> **Assignment**: Each record below needs to be retyped exactly.
[Information given — start]
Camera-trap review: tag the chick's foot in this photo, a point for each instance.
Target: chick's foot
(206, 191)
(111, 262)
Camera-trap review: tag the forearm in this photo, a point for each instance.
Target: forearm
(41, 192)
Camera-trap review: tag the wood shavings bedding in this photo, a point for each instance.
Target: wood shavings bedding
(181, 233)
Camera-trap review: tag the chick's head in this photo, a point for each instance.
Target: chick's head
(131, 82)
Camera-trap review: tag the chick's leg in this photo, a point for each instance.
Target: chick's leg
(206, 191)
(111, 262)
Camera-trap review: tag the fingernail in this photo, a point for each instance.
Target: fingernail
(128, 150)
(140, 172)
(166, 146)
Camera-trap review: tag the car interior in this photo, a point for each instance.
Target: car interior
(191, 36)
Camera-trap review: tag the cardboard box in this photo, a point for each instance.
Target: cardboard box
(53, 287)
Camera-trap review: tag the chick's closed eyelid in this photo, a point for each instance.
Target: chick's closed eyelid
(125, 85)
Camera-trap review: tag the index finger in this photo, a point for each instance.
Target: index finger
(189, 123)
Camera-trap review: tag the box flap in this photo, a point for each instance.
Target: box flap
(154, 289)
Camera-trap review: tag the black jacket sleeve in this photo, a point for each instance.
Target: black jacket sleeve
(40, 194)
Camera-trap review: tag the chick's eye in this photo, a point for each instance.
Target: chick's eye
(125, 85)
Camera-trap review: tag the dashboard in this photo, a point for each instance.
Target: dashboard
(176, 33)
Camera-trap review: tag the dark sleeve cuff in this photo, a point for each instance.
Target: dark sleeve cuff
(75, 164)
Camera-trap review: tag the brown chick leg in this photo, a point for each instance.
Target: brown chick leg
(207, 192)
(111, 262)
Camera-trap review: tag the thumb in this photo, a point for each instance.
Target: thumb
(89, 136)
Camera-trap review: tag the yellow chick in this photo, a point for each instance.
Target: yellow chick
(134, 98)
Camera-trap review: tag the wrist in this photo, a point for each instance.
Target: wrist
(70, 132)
[Information given — finish]
> **Answer to this problem**:
Camera-trap review: tag the chick's foot in this photo, a point for each instance.
Target: chick's foot
(206, 191)
(111, 262)
Camera-trap review: tag the forearm in this photo, a point for each instance.
Target: forearm
(41, 192)
Camera-trap review: tag the wood shavings bedding in this photo, a point for each instance.
Target: wood shavings bedding
(181, 233)
Camera-trap review: tag the chick's head in this photo, a point for each instance.
Target: chick's head
(131, 82)
Camera-trap review: tag the chick's leg in this photo, a point for each instance.
Target: chick's leg
(206, 191)
(111, 262)
Camera-trap review: tag the fingernail in this photo, a point for each instance.
Target: fingernail
(128, 150)
(140, 172)
(166, 146)
Camera-trap review: tag the car interior in this photo, a point for each instance.
Target: car interior
(191, 36)
Camera-trap review: tag the cardboard box in this photo, a point for each instance.
Target: cardboard box
(53, 287)
Camera-trap review: tag the chick's closed eyelid in this photo, a point for each instance.
Target: chick's closed eyelid
(125, 85)
Camera-trap review: tag the index finger in this photo, a point for each instance.
Target: index finger
(189, 123)
Camera-trap review: tag the box flap in this photo, a point for each instance.
Target: box flap
(154, 289)
Camera-trap review: tag the black jacket sleeve in this photo, a point for each instance.
Target: black jacket sleeve
(40, 194)
Camera-trap review: tag the chick's eye in this photo, a point for each instance.
Target: chick's eye
(125, 85)
Camera-trap review: tag the dashboard in this photo, a point for each instance.
Target: dashboard
(176, 33)
Camera-trap review: tag the dark sleeve cuff in this photo, a point for each instance.
Target: dark sleeve cuff
(75, 164)
Camera-trap review: tag the brown chick leg in this photo, a point for each instance.
Target: brown chick leg
(207, 192)
(111, 262)
Camera-trap review: tag the thumb in this photo, a point for each instance.
Target: thumb
(89, 136)
Camera-trap review: tag the yellow chick in this photo, a point for each instance.
Target: yellow chick
(134, 98)
Camera-trap review: tag the wrist in this photo, a point for each instance.
Target: wrist
(70, 132)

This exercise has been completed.